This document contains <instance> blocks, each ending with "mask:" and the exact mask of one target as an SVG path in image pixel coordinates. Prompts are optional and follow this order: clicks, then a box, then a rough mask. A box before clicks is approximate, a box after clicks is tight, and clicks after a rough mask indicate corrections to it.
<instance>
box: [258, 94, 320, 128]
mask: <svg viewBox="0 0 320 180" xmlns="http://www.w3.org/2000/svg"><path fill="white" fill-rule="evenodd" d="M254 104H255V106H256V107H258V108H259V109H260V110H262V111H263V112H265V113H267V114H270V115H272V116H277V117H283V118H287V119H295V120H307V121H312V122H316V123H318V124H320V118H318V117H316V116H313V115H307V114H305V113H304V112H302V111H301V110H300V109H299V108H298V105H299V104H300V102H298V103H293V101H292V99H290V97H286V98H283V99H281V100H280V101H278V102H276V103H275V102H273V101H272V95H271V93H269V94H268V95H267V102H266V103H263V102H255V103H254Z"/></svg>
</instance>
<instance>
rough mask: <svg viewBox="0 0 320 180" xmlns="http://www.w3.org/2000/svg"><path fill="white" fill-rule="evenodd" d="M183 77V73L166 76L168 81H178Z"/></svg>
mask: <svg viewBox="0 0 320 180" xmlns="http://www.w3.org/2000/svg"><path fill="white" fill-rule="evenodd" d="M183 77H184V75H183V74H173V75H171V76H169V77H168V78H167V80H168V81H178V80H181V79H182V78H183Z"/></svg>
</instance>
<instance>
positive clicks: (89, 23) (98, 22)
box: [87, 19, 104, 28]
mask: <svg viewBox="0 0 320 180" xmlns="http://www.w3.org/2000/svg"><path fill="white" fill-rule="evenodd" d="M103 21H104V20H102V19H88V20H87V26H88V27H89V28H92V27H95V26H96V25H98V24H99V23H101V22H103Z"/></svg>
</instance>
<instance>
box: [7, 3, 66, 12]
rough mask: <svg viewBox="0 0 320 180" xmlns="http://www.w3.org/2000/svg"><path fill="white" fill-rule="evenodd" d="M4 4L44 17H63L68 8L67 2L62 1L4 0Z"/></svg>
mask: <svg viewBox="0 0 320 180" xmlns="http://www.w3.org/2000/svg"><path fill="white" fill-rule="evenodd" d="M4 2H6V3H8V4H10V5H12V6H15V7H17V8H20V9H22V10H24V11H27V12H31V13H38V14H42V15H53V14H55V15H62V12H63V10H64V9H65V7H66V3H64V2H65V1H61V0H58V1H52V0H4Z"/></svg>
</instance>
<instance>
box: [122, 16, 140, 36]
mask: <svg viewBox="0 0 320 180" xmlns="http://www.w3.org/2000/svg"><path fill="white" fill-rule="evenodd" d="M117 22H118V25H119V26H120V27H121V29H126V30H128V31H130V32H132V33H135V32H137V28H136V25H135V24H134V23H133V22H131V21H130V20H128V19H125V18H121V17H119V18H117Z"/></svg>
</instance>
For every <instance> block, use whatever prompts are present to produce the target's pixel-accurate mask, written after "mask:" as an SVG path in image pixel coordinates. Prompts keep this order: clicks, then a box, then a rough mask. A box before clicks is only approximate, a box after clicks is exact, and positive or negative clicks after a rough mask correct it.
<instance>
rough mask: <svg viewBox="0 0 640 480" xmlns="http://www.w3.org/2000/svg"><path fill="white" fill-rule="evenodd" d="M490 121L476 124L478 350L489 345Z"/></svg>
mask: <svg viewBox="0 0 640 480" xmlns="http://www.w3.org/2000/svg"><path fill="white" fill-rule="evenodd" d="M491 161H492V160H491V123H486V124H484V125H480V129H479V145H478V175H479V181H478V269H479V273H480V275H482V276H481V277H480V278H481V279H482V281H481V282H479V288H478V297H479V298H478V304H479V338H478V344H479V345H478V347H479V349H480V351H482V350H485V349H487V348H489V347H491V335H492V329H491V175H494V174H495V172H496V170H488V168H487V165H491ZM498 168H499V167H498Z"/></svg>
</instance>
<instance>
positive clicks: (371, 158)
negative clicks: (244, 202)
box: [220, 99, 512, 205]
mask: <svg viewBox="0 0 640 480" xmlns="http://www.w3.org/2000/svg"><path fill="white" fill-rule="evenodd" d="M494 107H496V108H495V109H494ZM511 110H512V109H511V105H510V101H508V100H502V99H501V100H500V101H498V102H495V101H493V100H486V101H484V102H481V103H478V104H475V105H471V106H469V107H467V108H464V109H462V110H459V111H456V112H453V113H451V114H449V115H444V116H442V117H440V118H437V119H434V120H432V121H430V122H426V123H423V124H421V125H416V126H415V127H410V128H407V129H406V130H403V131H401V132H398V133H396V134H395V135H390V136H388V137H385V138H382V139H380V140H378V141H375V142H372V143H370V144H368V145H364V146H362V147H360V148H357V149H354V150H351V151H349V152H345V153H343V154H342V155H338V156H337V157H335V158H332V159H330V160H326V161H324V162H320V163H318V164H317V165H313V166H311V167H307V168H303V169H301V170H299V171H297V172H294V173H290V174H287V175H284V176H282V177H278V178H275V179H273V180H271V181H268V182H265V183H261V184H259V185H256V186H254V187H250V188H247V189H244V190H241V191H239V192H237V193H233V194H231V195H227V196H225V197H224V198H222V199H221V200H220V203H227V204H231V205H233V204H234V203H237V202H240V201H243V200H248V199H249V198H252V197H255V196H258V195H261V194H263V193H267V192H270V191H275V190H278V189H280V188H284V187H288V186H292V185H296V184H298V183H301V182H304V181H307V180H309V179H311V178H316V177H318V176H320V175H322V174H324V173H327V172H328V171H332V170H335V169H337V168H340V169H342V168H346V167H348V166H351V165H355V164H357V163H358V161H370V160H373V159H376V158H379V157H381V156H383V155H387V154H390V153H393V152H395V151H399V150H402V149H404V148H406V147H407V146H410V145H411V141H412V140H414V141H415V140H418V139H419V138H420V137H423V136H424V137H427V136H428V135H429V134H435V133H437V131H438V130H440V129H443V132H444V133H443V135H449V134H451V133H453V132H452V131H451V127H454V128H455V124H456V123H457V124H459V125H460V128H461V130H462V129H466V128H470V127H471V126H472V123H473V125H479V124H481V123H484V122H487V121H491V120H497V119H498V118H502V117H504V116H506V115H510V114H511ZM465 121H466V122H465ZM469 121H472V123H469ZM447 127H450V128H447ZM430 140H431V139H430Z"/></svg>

━━━━━━━━━━

* AIM OF THE EXERCISE *
Give a word-for-word restatement of every record.

* SOLVED EXERCISE *
This document contains <instance> blocks, each ending with "mask:" and the exact mask of one target as an SVG path in image pixel coordinates. Prompts are optional and follow this order: clicks, then a box, then a rough mask. A box before clicks is approximate, a box after clicks is tight, and clicks after a rough mask indicate corrections to it.
<instance>
box: [258, 94, 320, 128]
mask: <svg viewBox="0 0 320 180" xmlns="http://www.w3.org/2000/svg"><path fill="white" fill-rule="evenodd" d="M254 104H255V106H256V107H258V108H259V109H260V110H262V111H263V112H265V113H267V114H270V115H272V116H277V117H283V118H287V119H295V120H307V121H312V122H316V123H318V124H320V118H318V117H316V116H313V115H307V114H305V113H304V112H302V111H301V110H300V109H299V108H298V105H299V104H300V102H298V103H293V101H292V99H290V97H286V98H283V99H281V100H280V101H278V102H276V103H275V102H273V101H272V95H271V93H269V94H268V95H267V102H266V103H263V102H255V103H254Z"/></svg>
</instance>
<instance>
rough mask: <svg viewBox="0 0 320 180" xmlns="http://www.w3.org/2000/svg"><path fill="white" fill-rule="evenodd" d="M183 77V73L166 76L168 81H178Z"/></svg>
mask: <svg viewBox="0 0 320 180" xmlns="http://www.w3.org/2000/svg"><path fill="white" fill-rule="evenodd" d="M183 77H184V75H183V74H173V75H171V76H169V77H168V78H167V80H168V81H178V80H181V79H182V78H183Z"/></svg>
</instance>
<instance>
positive clicks: (89, 23) (98, 22)
box: [87, 19, 104, 28]
mask: <svg viewBox="0 0 320 180" xmlns="http://www.w3.org/2000/svg"><path fill="white" fill-rule="evenodd" d="M103 21H104V20H102V19H88V20H87V26H88V27H89V28H92V27H95V26H96V25H98V24H99V23H101V22H103Z"/></svg>
</instance>
<instance>
box: [7, 3, 66, 12]
rough mask: <svg viewBox="0 0 320 180" xmlns="http://www.w3.org/2000/svg"><path fill="white" fill-rule="evenodd" d="M4 4L44 17H63L68 8L67 2L62 1L4 0Z"/></svg>
mask: <svg viewBox="0 0 320 180" xmlns="http://www.w3.org/2000/svg"><path fill="white" fill-rule="evenodd" d="M4 2H6V3H8V4H10V5H12V6H15V7H17V8H20V9H22V10H24V11H27V12H31V13H38V14H42V15H53V14H55V15H62V12H63V10H64V9H65V7H66V3H64V2H65V1H61V0H58V1H52V0H4Z"/></svg>
</instance>
<instance>
box: [122, 16, 140, 36]
mask: <svg viewBox="0 0 320 180" xmlns="http://www.w3.org/2000/svg"><path fill="white" fill-rule="evenodd" d="M117 22H118V25H119V26H120V27H121V29H126V30H128V31H130V32H132V33H135V32H137V28H136V25H135V24H134V23H133V22H131V21H130V20H128V19H125V18H121V17H119V18H117Z"/></svg>
</instance>
For every <instance> block, use whatever prompts are present to produce the target's pixel-accurate mask, written after "mask:" as an SVG path in image pixel coordinates. Prompts keep this order: clicks, then a box, then a rough mask. A box before clicks is only approximate, a box after clicks is exact, and positive or negative clicks after a rough mask correct it.
<instance>
rough mask: <svg viewBox="0 0 640 480" xmlns="http://www.w3.org/2000/svg"><path fill="white" fill-rule="evenodd" d="M490 121L476 124L478 350L489 345Z"/></svg>
mask: <svg viewBox="0 0 640 480" xmlns="http://www.w3.org/2000/svg"><path fill="white" fill-rule="evenodd" d="M491 161H492V160H491V123H486V124H484V125H480V129H479V145H478V175H479V181H478V269H479V273H480V275H482V276H481V277H480V278H481V279H482V281H481V282H479V288H478V297H479V298H478V304H479V338H478V344H479V345H478V347H479V349H480V351H482V350H485V349H487V348H489V347H491V335H492V329H491V175H494V174H495V172H496V170H488V168H487V165H491ZM498 168H499V167H498Z"/></svg>
</instance>
<instance>
positive clicks: (371, 158)
negative clicks: (244, 202)
box: [220, 99, 512, 205]
mask: <svg viewBox="0 0 640 480" xmlns="http://www.w3.org/2000/svg"><path fill="white" fill-rule="evenodd" d="M494 107H496V108H495V109H494ZM511 110H512V109H511V105H510V101H508V100H502V99H501V100H500V101H498V102H495V101H493V100H486V101H484V102H481V103H478V104H475V105H471V106H469V107H467V108H464V109H462V110H459V111H456V112H453V113H451V114H449V115H444V116H442V117H440V118H437V119H434V120H432V121H430V122H426V123H423V124H421V125H416V126H415V127H410V128H407V129H406V130H403V131H401V132H398V133H396V134H395V135H390V136H388V137H385V138H382V139H380V140H378V141H375V142H372V143H370V144H368V145H364V146H362V147H360V148H357V149H354V150H351V151H349V152H345V153H343V154H342V155H338V156H337V157H335V158H332V159H330V160H326V161H324V162H320V163H318V164H317V165H313V166H311V167H307V168H303V169H301V170H299V171H297V172H294V173H290V174H287V175H284V176H282V177H278V178H275V179H273V180H271V181H268V182H265V183H261V184H259V185H256V186H254V187H250V188H247V189H244V190H241V191H239V192H237V193H233V194H231V195H227V196H225V197H224V198H222V199H221V200H220V203H227V204H231V205H233V204H234V203H237V202H240V201H243V200H248V199H249V198H252V197H255V196H258V195H261V194H263V193H267V192H270V191H275V190H278V189H280V188H284V187H288V186H292V185H296V184H298V183H301V182H304V181H307V180H309V179H311V178H316V177H318V176H320V175H322V174H324V173H327V172H328V171H332V170H335V169H337V168H340V169H342V168H346V167H348V166H351V165H355V164H357V163H358V161H370V160H373V159H376V158H379V157H381V156H383V155H387V154H390V153H393V152H395V151H399V150H402V149H404V148H406V147H407V146H410V145H411V141H412V140H414V141H415V140H418V139H419V138H420V137H423V136H424V137H427V136H428V135H429V134H435V133H437V131H438V130H440V129H443V132H444V133H443V135H449V134H451V133H453V132H452V131H451V127H454V128H455V124H456V123H457V124H459V125H460V128H461V130H462V129H466V128H470V127H471V126H472V123H473V125H479V124H481V123H484V122H487V121H491V120H497V119H498V118H502V117H504V116H506V115H510V114H511ZM465 121H466V122H465ZM469 121H472V123H469ZM447 127H450V128H447ZM430 140H431V139H430Z"/></svg>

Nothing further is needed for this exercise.